**Task data:**
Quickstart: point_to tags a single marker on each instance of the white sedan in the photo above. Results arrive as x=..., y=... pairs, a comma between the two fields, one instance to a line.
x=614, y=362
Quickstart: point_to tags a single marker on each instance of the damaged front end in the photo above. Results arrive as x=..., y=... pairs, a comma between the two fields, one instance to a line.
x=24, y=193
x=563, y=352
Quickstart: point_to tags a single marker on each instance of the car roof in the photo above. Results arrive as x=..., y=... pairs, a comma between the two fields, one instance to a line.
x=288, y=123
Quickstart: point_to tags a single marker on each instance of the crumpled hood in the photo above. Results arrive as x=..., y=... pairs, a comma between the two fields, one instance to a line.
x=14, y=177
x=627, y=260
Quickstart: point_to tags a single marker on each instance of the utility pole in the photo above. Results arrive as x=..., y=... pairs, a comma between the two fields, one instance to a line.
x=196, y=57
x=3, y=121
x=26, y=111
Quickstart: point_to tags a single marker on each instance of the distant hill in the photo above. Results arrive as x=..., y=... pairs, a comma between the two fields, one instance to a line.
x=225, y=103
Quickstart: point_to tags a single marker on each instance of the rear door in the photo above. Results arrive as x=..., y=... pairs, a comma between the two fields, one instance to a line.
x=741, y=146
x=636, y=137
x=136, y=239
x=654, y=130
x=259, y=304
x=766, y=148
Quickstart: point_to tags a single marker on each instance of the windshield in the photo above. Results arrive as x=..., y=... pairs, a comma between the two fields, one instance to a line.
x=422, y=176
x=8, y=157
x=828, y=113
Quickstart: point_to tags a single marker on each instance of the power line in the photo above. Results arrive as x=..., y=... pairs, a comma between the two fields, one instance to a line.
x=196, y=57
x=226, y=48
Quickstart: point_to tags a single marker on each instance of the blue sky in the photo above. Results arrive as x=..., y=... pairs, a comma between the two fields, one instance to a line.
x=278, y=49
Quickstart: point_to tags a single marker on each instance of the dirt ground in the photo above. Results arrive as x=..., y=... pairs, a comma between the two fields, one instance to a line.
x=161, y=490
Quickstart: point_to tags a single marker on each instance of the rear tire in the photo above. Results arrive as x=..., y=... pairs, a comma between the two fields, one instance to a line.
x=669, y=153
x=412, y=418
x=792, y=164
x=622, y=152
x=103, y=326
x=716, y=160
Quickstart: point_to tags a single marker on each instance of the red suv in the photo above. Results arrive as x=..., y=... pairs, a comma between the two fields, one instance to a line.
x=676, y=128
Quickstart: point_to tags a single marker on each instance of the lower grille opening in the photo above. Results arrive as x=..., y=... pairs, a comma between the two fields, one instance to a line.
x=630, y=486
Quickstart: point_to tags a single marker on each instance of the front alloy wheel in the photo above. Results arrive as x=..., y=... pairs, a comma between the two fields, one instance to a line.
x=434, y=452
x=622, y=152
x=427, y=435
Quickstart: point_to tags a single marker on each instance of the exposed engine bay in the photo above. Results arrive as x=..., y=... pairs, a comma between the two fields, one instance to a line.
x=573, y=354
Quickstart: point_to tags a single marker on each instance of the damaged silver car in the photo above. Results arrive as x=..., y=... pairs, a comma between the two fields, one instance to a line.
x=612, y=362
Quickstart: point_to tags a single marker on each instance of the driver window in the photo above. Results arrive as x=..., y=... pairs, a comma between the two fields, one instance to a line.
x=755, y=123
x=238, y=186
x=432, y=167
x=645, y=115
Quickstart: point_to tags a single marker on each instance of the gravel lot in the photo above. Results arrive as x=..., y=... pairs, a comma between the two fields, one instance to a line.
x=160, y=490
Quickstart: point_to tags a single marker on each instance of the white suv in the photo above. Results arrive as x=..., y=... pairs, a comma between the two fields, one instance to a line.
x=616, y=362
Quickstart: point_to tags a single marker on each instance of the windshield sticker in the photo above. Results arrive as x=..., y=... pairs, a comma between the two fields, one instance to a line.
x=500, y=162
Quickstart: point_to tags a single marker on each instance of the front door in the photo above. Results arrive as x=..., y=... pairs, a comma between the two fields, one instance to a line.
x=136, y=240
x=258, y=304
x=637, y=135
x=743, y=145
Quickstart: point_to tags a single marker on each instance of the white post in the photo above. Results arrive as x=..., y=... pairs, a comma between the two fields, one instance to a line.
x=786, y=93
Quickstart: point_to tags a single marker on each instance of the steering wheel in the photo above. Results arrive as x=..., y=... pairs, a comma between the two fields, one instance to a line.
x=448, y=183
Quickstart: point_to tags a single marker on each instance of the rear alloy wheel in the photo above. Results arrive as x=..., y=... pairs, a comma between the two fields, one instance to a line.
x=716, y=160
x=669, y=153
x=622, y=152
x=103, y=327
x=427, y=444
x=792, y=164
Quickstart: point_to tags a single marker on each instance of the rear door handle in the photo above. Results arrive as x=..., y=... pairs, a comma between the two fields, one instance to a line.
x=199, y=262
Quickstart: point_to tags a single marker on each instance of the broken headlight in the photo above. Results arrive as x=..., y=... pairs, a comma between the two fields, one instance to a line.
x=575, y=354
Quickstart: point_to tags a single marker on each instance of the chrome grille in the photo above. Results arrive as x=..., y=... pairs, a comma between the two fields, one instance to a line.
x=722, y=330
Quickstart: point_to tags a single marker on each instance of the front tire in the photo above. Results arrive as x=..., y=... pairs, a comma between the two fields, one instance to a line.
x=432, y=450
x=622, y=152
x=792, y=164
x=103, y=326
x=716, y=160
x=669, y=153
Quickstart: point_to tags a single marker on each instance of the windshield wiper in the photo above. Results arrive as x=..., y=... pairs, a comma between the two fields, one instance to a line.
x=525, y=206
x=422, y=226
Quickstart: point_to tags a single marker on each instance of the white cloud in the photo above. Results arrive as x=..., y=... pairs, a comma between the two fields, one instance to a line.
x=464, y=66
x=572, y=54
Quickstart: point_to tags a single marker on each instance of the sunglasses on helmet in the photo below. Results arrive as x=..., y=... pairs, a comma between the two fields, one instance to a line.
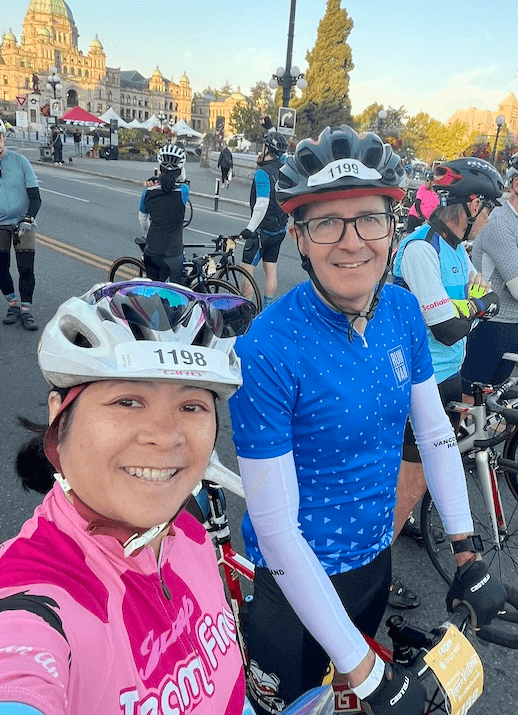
x=137, y=302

**Given problem:**
Render the lines from the one containing "the front tire" through the end of the items as a JSON list of strings, one string per line, with blank lines and pictures omitted.

**Result below:**
[
  "Quickstart: point_to tags a single marker on each instance of the front tire in the photo above. Results arrive as x=..., y=... pairs, a comma between the two fields, one instance to a line.",
  "x=432, y=450",
  "x=622, y=152",
  "x=792, y=164",
  "x=103, y=326",
  "x=716, y=160",
  "x=669, y=153",
  "Quickstart: point_to tags a single marker on each instance of the windshield wiper in the photo above. Results arrive as x=..., y=... pairs, a comma between the two fields, one instance to a line.",
  "x=525, y=206",
  "x=422, y=226",
  "Quickstart: point_to tags a single marker on each instance of the white cloud in the photo above. Results arrive as x=..., y=... pairs, a comma between the two fields, one instance to a line.",
  "x=464, y=66",
  "x=572, y=54",
  "Quickstart: point_to tags a single marker on each instance of the sunglasses on helmet in the photo below. Results arrive as x=..., y=... pairs, a comma between the two fields, one instance to a line.",
  "x=137, y=302"
]